Copy out the rows below with "marker" swapped for "pin" and everything else kept the same, omitting the pictures.

===

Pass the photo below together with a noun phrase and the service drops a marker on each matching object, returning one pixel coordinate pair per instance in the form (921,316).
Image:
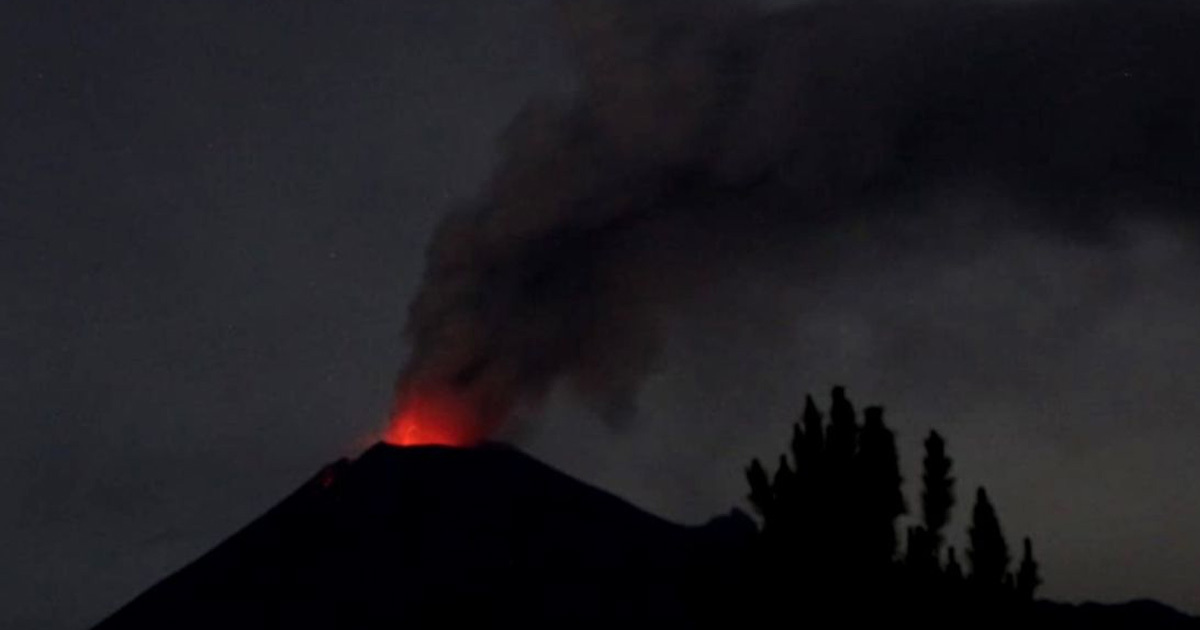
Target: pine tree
(879,487)
(937,492)
(1027,577)
(843,438)
(988,552)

===

§ **SOLUTION TO THE PROBLEM**
Pass the photo below together with a noun phrase and the service drops a pin on each matching object, returning one pixel coordinate pair per instance in the form (921,316).
Image:
Target: pine tree
(879,487)
(937,492)
(1027,577)
(843,438)
(988,552)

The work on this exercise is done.